_What you should do_.
Scan the material for the string "patch" and copy out every line in which it occurs.

----

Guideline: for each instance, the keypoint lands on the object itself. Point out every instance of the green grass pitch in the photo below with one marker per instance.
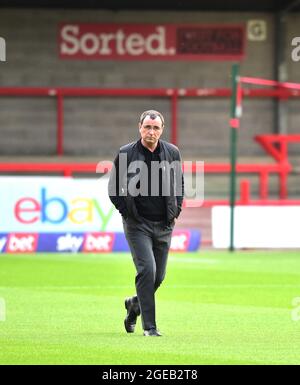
(213, 308)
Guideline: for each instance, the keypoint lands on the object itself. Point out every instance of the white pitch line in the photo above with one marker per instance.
(200, 286)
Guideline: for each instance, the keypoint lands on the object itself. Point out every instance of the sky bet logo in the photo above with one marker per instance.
(2, 49)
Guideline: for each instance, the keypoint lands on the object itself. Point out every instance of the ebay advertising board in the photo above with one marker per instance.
(54, 214)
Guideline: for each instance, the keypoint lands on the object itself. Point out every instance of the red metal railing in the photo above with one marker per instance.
(173, 94)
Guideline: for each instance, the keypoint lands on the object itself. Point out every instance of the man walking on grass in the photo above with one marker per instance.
(146, 185)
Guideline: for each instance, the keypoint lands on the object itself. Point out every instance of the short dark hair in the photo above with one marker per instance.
(153, 115)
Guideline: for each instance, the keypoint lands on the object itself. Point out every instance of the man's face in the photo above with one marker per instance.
(151, 130)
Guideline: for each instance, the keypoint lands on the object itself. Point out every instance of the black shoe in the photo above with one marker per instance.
(133, 311)
(152, 333)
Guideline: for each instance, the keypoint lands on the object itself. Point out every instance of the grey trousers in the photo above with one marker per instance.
(149, 243)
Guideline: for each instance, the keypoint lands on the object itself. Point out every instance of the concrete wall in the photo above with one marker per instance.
(97, 126)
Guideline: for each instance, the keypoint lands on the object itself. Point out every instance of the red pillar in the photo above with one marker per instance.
(60, 125)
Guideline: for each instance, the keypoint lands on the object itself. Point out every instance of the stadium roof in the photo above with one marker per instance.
(201, 5)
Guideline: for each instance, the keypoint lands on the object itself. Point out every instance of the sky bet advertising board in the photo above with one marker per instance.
(53, 214)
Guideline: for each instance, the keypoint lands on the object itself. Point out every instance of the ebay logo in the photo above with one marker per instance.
(55, 210)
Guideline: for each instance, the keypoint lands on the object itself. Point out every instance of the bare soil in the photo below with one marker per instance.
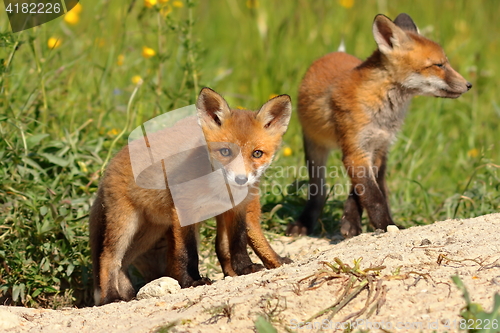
(413, 292)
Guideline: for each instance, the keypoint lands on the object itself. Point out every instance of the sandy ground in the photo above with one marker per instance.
(413, 292)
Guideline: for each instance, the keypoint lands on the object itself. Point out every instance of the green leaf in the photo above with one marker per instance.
(70, 269)
(263, 326)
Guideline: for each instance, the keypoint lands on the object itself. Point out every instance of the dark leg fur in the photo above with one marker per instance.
(316, 158)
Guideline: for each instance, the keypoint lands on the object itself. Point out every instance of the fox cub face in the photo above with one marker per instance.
(419, 63)
(229, 132)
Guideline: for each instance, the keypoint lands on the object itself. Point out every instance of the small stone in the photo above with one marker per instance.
(425, 241)
(392, 228)
(158, 288)
(8, 320)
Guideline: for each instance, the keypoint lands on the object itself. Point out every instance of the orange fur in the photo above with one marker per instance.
(133, 225)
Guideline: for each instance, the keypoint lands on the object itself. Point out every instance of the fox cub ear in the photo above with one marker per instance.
(388, 35)
(275, 114)
(405, 22)
(212, 108)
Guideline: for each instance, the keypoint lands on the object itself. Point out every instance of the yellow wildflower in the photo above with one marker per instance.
(120, 60)
(136, 79)
(100, 42)
(54, 43)
(474, 152)
(165, 10)
(113, 132)
(71, 17)
(149, 3)
(148, 52)
(346, 3)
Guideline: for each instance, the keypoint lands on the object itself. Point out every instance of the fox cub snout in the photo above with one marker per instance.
(359, 107)
(133, 225)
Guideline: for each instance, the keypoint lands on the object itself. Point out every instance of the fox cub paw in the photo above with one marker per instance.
(201, 282)
(250, 269)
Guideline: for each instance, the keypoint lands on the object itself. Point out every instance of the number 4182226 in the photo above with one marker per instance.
(33, 8)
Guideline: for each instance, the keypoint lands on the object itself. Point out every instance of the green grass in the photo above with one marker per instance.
(61, 109)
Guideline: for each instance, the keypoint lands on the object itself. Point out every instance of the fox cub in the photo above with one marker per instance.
(131, 225)
(359, 107)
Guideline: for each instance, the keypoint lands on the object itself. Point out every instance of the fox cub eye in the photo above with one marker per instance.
(225, 152)
(257, 153)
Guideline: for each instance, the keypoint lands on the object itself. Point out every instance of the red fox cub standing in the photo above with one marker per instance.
(134, 225)
(359, 107)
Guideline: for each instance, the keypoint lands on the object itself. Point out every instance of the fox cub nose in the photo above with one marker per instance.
(240, 180)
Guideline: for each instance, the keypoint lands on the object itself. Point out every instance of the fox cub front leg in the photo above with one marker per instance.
(236, 229)
(258, 136)
(130, 225)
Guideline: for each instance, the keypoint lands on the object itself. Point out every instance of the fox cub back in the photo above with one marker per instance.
(130, 224)
(359, 107)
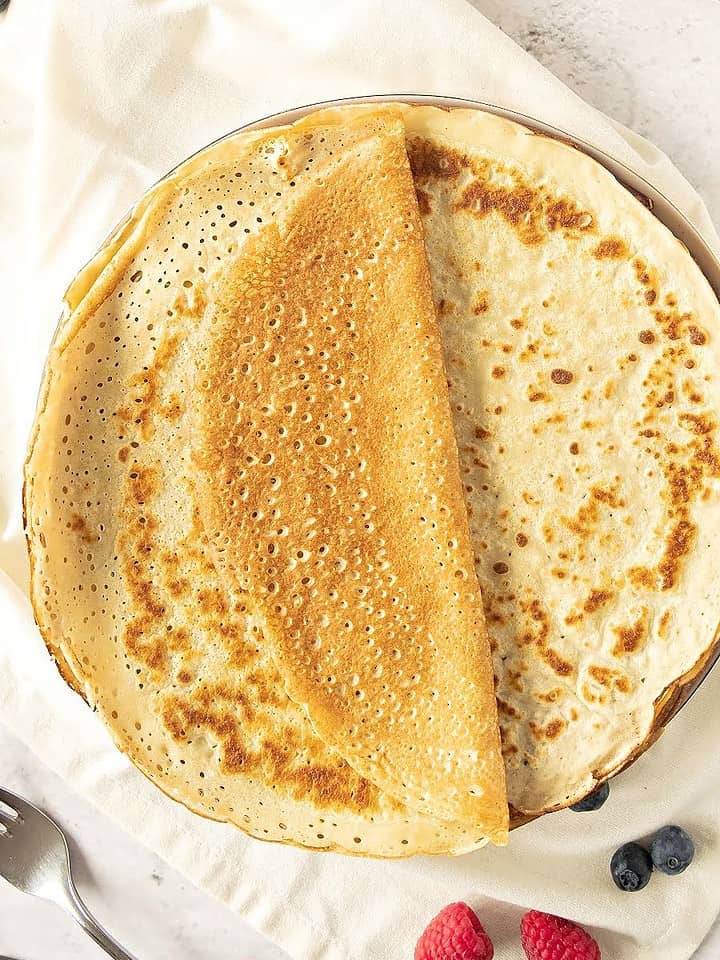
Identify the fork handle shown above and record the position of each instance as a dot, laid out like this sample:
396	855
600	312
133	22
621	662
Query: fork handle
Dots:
79	912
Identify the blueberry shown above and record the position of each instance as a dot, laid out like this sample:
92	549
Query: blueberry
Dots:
672	850
594	800
631	867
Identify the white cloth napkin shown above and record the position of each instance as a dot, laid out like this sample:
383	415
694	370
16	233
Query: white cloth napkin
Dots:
97	100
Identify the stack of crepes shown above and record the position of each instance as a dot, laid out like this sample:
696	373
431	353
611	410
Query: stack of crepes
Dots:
374	484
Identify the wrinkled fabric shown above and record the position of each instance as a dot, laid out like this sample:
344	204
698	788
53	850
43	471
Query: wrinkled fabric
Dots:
97	100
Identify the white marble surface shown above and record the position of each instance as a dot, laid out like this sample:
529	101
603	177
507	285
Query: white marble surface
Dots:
654	65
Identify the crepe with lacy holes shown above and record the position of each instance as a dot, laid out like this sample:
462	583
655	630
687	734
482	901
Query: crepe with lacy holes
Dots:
124	586
330	488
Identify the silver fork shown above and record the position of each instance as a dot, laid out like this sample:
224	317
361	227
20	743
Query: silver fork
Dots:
34	857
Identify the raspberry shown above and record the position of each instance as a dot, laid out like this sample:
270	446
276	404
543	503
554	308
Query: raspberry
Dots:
545	937
454	934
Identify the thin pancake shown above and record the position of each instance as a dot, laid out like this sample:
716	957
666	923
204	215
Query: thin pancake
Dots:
123	585
582	345
331	487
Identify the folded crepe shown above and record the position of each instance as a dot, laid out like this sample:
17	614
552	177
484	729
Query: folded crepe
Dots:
242	493
249	547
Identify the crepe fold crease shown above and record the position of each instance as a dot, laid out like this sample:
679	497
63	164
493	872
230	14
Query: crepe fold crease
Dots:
254	492
349	416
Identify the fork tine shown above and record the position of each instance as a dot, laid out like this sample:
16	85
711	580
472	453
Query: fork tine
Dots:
9	799
19	806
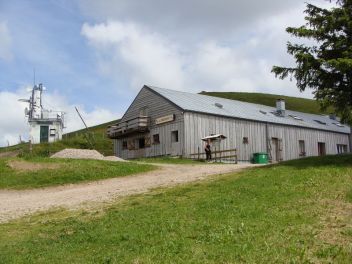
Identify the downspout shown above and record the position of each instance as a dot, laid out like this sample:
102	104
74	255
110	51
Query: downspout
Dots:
350	139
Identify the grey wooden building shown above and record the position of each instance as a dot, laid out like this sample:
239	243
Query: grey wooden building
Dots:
162	122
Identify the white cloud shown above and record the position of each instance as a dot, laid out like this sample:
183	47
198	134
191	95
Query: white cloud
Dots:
5	42
14	124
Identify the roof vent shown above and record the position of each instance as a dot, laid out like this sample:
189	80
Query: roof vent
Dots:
280	107
219	105
320	122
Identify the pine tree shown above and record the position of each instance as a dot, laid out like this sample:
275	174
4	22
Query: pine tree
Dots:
326	65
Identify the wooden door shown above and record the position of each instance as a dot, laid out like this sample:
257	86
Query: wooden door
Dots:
275	149
321	149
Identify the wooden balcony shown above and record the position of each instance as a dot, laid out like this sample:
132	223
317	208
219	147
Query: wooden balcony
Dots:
135	125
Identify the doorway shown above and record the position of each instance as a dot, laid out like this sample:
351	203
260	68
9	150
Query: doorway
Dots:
275	149
44	134
321	149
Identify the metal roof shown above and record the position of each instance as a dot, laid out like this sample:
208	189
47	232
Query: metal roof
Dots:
238	109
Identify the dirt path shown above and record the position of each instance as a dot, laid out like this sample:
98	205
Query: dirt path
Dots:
14	204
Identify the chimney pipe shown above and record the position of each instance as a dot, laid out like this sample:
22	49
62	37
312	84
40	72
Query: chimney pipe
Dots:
332	116
280	106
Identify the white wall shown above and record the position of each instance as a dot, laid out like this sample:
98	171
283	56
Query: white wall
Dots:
199	125
34	131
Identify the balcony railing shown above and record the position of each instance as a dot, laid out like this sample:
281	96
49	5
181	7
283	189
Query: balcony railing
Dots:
135	125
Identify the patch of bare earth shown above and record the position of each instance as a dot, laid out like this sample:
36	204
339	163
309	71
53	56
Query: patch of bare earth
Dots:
21	165
9	154
336	220
14	204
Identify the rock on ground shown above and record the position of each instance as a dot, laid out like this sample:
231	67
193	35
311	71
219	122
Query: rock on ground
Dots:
83	154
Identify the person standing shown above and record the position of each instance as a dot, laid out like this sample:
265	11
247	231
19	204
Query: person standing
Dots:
207	151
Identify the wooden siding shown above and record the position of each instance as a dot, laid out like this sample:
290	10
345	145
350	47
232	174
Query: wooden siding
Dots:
291	135
157	107
199	125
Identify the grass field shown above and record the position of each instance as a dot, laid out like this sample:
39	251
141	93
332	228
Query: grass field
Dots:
42	172
293	212
75	139
103	144
170	160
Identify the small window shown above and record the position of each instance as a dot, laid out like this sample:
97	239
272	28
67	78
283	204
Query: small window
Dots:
302	148
341	148
156	139
321	149
338	124
174	136
218	105
320	122
124	144
296	117
141	143
52	132
143	111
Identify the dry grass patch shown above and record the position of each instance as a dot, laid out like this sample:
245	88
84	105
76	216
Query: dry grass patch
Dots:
336	221
23	165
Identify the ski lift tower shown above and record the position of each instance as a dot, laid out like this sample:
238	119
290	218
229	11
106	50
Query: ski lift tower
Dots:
44	125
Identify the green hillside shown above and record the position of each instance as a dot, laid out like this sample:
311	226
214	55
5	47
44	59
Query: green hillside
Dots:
76	139
292	103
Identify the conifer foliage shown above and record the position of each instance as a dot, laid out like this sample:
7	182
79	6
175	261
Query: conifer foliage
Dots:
326	65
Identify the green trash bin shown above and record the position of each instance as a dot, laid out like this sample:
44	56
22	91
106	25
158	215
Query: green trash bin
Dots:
260	158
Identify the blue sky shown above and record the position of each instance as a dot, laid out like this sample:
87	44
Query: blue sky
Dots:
97	54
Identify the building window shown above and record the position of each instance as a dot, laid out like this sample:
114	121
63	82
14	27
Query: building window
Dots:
141	143
143	111
124	144
52	132
174	136
156	139
302	148
341	148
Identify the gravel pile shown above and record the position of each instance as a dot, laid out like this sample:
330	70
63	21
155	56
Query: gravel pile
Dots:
83	154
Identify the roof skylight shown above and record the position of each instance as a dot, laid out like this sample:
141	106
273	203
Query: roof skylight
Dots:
296	117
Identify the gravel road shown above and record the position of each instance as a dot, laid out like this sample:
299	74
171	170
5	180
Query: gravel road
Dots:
14	204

----

_Response to the exercise_.
Identify the patch of bare earth shown above and record the position of each instance as a dot, laid out like this sample:
Query: patch of bare earth
Identify the dry grass patch shown above and record the position of each instance as a dot, laid out like this sample:
Query: dry grass patch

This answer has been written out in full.